Would you filter these records and copy every line that has the word "surface"?

• _RECORD SET_
########################################

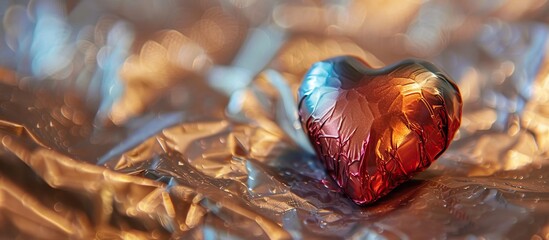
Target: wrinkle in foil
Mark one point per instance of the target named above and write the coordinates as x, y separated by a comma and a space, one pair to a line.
152, 120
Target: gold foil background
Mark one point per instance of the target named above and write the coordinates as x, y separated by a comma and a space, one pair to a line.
157, 119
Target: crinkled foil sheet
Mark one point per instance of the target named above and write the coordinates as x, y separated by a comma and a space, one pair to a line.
177, 119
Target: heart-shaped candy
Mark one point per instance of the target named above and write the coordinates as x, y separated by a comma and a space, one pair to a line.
375, 129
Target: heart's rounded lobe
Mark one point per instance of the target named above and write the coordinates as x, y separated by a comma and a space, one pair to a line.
375, 129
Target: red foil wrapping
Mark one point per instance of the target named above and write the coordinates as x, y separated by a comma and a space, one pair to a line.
375, 129
178, 119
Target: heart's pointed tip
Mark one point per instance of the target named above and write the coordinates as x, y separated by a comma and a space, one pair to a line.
374, 129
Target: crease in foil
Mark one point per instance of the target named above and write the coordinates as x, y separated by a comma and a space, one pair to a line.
150, 120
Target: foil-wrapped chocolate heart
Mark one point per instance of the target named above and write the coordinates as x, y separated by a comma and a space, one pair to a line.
375, 129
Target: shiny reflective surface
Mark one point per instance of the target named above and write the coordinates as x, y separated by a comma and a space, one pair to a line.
178, 119
375, 129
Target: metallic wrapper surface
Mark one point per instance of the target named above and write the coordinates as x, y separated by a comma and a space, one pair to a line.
179, 119
374, 129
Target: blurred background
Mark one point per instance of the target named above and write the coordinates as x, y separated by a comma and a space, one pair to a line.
153, 119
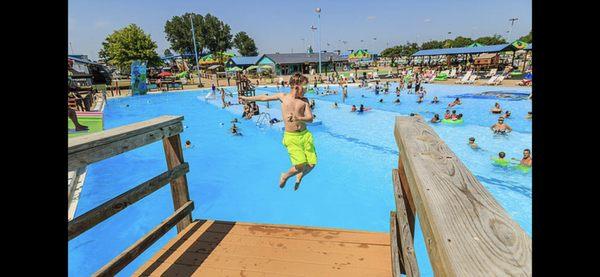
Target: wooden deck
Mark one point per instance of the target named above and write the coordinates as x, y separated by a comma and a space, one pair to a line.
219, 248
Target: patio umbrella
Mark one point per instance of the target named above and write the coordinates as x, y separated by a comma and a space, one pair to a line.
165, 74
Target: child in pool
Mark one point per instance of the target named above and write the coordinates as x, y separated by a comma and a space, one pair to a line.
447, 115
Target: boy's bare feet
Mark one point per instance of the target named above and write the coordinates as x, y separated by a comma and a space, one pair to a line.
282, 179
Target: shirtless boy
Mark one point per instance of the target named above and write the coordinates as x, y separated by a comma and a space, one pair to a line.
297, 139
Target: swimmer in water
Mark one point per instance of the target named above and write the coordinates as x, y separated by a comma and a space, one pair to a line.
500, 127
526, 160
496, 108
472, 143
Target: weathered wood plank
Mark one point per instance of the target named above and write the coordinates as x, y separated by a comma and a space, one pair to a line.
397, 266
111, 207
115, 134
114, 142
408, 199
132, 252
404, 232
179, 188
467, 232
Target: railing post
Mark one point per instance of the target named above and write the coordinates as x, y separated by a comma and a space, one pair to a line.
408, 200
179, 188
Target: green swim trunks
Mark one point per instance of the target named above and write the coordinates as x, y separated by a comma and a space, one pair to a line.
300, 146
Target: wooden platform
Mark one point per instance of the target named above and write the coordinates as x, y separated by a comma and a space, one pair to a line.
219, 248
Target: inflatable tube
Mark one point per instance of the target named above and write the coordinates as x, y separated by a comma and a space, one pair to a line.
453, 122
501, 162
522, 168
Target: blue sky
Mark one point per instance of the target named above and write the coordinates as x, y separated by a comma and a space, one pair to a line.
280, 26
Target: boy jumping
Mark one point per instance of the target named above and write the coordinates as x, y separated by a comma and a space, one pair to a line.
297, 139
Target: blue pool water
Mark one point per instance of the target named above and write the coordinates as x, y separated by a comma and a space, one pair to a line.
235, 178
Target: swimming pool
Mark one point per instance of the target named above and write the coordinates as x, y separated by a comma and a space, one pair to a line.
235, 178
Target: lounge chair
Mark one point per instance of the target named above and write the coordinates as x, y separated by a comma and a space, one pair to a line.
465, 78
471, 79
492, 80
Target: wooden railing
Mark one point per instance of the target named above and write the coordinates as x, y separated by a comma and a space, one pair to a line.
95, 147
466, 231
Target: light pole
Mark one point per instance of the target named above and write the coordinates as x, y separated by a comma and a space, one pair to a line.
512, 23
195, 51
318, 10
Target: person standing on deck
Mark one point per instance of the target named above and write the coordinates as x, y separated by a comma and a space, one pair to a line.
297, 139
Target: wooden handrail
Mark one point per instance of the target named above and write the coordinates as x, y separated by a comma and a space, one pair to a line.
95, 147
111, 207
466, 231
132, 252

########################################

• _FINAL ANSWER_
Target: shiny reflective surface
Target: metallic wrapper surface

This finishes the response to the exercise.